[EXTRACT PROVIDED — start]

Scientists integrating multiple organ-on-chip systems to mimic the whole human body
With this new DARPA funding, Institute researchers and a multidisciplinary team of collaborators seek to build 10 different human organs-on-chips, to link them together to more closely mimic whole body physiology, and to engineer an automated instrument that will control fluid flow and cell viability while permitting real-time analysis of complex biochemical functions. As an accurate alternative to traditional animal testing models that often fail to predict human responses, this instrumented "human-on-a-chip" will be used to rapidly assess responses to new drug candidates, providing critical information on their safety and efficacy.
Several U.S. agencies are working together to help safeguard Americans from deliberate chemical, biological, radiological, and nuclear threats, as well as from emerging infectious diseases, by drastically accelerating the drug development process. As an example, DARPA, the National Institutes of Health (NIH), and the U.S. Food and Drug Administration (FDA) are actively collaborating to develop cutting edge technologies to predict drug safety. The Wyss project was selected under the DARPA Defense Sciences Office (DSO) Microphysiological Systems Program and will be administered through a Cooperative Agreement by the Army Research Office (ARO) and DARPA.

[EXTRACT PROVIDED — finish]

## PROBLEM SET
#1 According to the article on linking organ-on-chip systems, under which program was the Wyss project selected?
#2 Write a continuation of the article on linking organ-on-chip systems to mimic the human body, starting after its final sentence.

[INFORMATION SHOWN — start]

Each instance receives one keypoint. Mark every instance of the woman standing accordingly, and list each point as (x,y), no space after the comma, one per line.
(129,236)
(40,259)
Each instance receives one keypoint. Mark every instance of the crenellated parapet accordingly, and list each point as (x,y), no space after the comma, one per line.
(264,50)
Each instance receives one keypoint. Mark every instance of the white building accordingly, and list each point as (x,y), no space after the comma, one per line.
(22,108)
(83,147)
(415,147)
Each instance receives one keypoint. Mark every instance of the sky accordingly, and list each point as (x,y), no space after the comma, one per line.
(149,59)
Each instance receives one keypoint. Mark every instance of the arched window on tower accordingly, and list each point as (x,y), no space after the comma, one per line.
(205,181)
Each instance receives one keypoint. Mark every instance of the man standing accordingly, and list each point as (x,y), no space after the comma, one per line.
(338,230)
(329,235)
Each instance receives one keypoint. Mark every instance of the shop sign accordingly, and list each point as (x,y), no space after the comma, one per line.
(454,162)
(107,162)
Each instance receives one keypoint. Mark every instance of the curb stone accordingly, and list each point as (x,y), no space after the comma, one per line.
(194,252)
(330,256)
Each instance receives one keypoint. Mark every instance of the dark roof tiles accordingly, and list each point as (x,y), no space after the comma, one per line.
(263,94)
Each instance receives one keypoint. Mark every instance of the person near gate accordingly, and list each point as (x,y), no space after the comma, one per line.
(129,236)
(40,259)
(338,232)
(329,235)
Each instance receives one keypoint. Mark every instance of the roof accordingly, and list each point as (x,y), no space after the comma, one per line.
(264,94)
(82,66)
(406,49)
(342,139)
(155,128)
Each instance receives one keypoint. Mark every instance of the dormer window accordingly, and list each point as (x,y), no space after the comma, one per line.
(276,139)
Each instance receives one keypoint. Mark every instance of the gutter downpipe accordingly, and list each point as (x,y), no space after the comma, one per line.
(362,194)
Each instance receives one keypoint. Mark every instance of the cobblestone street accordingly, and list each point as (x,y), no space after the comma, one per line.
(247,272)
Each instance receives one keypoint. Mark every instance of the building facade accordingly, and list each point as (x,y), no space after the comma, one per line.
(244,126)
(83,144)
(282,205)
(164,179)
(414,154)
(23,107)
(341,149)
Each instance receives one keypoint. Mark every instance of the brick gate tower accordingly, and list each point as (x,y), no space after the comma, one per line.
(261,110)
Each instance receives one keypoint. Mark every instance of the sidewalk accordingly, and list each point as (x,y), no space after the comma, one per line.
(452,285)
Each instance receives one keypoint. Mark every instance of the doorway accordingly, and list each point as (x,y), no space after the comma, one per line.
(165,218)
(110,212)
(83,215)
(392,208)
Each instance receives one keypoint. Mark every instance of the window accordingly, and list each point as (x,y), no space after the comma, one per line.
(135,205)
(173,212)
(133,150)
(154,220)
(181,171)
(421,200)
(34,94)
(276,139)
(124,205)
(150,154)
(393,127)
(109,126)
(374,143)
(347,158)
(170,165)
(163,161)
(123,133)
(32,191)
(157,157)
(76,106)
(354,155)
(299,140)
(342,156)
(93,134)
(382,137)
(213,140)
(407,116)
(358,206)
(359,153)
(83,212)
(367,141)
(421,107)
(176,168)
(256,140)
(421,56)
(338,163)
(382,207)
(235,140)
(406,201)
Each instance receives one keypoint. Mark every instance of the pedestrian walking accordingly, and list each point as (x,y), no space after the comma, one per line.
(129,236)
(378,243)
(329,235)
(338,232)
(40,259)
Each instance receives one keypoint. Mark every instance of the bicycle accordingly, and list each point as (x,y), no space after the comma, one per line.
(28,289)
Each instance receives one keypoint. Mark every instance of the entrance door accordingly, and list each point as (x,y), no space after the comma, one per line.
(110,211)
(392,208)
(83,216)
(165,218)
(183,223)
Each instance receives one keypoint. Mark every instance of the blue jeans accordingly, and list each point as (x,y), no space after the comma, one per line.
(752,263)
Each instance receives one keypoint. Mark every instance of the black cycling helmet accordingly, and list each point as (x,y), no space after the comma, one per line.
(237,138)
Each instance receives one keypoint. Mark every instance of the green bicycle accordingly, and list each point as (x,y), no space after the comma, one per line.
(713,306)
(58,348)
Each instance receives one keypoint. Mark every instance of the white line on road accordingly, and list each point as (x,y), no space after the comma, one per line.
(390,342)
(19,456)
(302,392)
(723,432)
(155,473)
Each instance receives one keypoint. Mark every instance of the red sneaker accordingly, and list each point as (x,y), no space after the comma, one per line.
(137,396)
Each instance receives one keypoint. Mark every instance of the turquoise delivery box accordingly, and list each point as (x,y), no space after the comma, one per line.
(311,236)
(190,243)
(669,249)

[INFORMATION SHOWN — finish]

## EXERCISE ANSWERS
#1 The DARPA Defense Sciences Office (DSO) Microphysiological Systems Program

#2
This unique platform could help ensure that safe and effective therapeutics are identified sooner, and ineffective or toxic ones are rejected early in the development process. As a result, the quality and quantity of new drugs moving successfully through the pipeline and into the clinic may be increased, regulatory decision-making could be better informed, and patient outcomes could be improved.
Jesse Goodman, FDA Chief Scientist and Deputy Commissioner for Science and Public Health, commented that the automated human-on-chip instrument being developed "has the potential to be a better model for determining human adverse responses. FDA looks forward to working with the Wyss Institute in its development of this model that may ultimately be used in therapeutic development."